*Exercise instructions*:
Reproduce the listing below verbatim, but leave the pictures out.

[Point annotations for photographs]
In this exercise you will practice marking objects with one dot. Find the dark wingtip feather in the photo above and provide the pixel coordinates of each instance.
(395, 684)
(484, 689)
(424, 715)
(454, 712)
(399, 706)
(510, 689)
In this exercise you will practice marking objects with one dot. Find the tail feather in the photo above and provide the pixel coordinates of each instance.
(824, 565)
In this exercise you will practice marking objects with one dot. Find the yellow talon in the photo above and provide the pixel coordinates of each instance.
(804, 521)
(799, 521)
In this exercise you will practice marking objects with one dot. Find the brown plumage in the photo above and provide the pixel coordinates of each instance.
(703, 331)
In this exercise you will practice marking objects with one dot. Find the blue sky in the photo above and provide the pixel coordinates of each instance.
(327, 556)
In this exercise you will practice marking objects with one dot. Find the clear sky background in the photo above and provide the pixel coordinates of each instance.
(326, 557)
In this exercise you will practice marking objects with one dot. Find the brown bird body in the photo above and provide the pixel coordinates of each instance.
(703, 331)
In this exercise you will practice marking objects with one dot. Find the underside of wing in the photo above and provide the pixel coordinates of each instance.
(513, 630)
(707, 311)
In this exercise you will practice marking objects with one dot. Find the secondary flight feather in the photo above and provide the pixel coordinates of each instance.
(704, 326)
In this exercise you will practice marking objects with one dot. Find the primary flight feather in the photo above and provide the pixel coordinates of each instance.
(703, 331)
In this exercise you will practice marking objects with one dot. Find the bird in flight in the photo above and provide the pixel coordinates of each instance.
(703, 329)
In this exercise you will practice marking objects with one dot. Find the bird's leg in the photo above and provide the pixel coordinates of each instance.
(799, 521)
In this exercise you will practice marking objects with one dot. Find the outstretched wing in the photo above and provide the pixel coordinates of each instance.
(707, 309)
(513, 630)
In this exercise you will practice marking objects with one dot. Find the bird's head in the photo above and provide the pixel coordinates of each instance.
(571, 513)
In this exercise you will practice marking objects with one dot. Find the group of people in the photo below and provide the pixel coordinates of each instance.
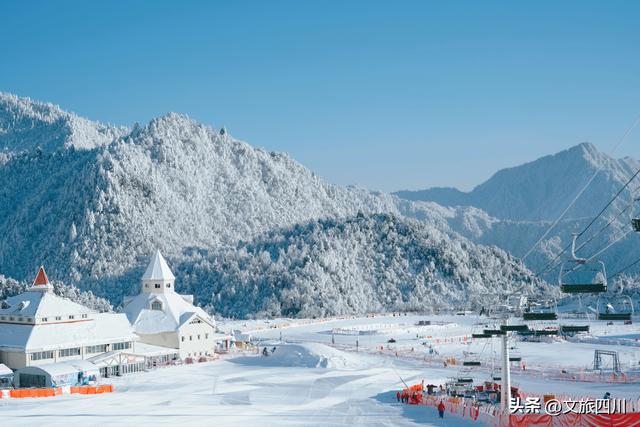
(406, 396)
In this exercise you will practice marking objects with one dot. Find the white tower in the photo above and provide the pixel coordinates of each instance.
(41, 283)
(158, 279)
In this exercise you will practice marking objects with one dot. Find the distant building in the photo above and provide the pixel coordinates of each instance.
(162, 317)
(38, 327)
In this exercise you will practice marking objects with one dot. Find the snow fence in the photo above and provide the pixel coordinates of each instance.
(491, 416)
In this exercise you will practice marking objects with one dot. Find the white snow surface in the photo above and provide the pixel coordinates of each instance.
(309, 381)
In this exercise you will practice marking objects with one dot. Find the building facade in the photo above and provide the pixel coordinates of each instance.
(38, 327)
(162, 317)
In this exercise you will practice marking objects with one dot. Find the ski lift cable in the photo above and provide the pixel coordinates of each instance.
(616, 240)
(609, 245)
(575, 199)
(606, 225)
(552, 263)
(622, 270)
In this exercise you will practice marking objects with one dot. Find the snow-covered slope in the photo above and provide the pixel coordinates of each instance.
(541, 190)
(355, 265)
(27, 124)
(93, 210)
(515, 207)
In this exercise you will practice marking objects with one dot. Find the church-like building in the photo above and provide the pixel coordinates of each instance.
(162, 317)
(37, 327)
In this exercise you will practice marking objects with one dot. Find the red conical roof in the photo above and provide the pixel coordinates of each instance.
(41, 278)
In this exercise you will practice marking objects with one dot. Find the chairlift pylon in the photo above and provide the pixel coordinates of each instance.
(635, 221)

*Full answer*:
In this exercise you will practice marking objects with one dot. Find the dark wingtip feather in the photo above and provide the pixel coordinates of each instance.
(395, 684)
(484, 689)
(424, 715)
(454, 712)
(399, 706)
(510, 689)
In this exercise you will practice marking objects with one dot. Find the tail feather in the photo above and provide the pixel coordinates of each instance.
(824, 565)
In this exercise you will practice marking objects with one dot. Find the yellow talon in the photo above and provide the pixel coordinates of each instance.
(804, 521)
(799, 521)
In this exercise you will practice marking objects with one dot. Find the brown plumage in the photo above and provide the pixel coordinates of each instance.
(703, 331)
In this exercise you will practice marking objects with one dot. Find the blue sky in the photo above and provide the pixel coordinates of each instance.
(327, 556)
In this exercise you will practice marking objects with one dot. Find the clear sky background in the photo above and provide the pixel coordinates of each instance.
(326, 557)
In this exercise you will practice marking objects with one dot. Find the brown bird body in the photo above and provide the pixel coordinates of each instance.
(703, 331)
In this exercise you will practice marking objects with one dot. Find the underside of wing in the photo above and provide the pixel coordinates of each instance.
(513, 630)
(707, 311)
In this exercise you will practice marking objects with one dot. Find the secondary flight feather in the photo above and provide the pixel coordinates of each instance.
(704, 326)
In this exercise you will practice marking objects with one dot. Find the primary flight feather in the photo above and provide the pixel coordinates of each instance.
(703, 331)
In this exercise you will practice marking objects with one dot. Find the bird in flight in the photo above and provide the pixel coordinates of each instance.
(703, 329)
In this exercise you will practice marking objects with one dot. Find the bird's leg in the photo above and provide the pixel coordinates of each instance.
(799, 521)
In this exercise you will practice marking objects with one dot. Find the outstretched wing in the photo above and provide the pixel coordinates of each instance.
(707, 309)
(513, 630)
In this exercise you will practice marking objects with one dot. Find the bird's head in the photo above and provide the pixel coordinates of each instance.
(571, 513)
In this exercise you will practice marking objects with one dot. Find the group of people in the photo below and provide the pixel coordinates of each instance.
(406, 396)
In this exercise you will practice marking objects with one dot. Find the white tower in the photo above and provide the pixel coordinates of each instance.
(41, 283)
(158, 279)
In this exercise you will practice marking objects with one dot. Find the distant building in the photo above and provide the pixel coordinates of each instance.
(162, 317)
(38, 327)
In this exercise you will practice marking objects with one dot. Find the snow fence in the photo above and provide the pixel coordinates of each instance.
(491, 416)
In this exercise you will practice marking objects with one dot. Find the white snow surface in the photo above and provide the pixel coordinates of each instance.
(309, 381)
In this exercise you will practice marking objects with one dot. Find the building facade in the photo above and provide the pixel coordinates of each instance.
(38, 327)
(162, 317)
In this exercise you will practice marking objects with one dot. Find the ski lift cable in the photo above and provide the pixel coordinates of each instance.
(616, 240)
(609, 245)
(575, 199)
(606, 225)
(552, 263)
(622, 270)
In this exercise you will practice marking objects with one dot. Find the snow-covered slope in the photo above and provide the pixel coordinates of each instance.
(541, 190)
(355, 265)
(27, 124)
(93, 210)
(515, 207)
In this exercise you will practice marking objects with one dot. Find the church-like building in the photo above and provide the pixel coordinates of each instance.
(162, 317)
(37, 327)
In this exercise you will practice marking objects with one dot. Find the red conical roof in the photo above and provide the pixel coordinates of each instance.
(41, 278)
In this exercise you will practice marking objects with one dot. Find the chairlift pylon in the photo above and provide the pixel coordinates of each instance.
(635, 221)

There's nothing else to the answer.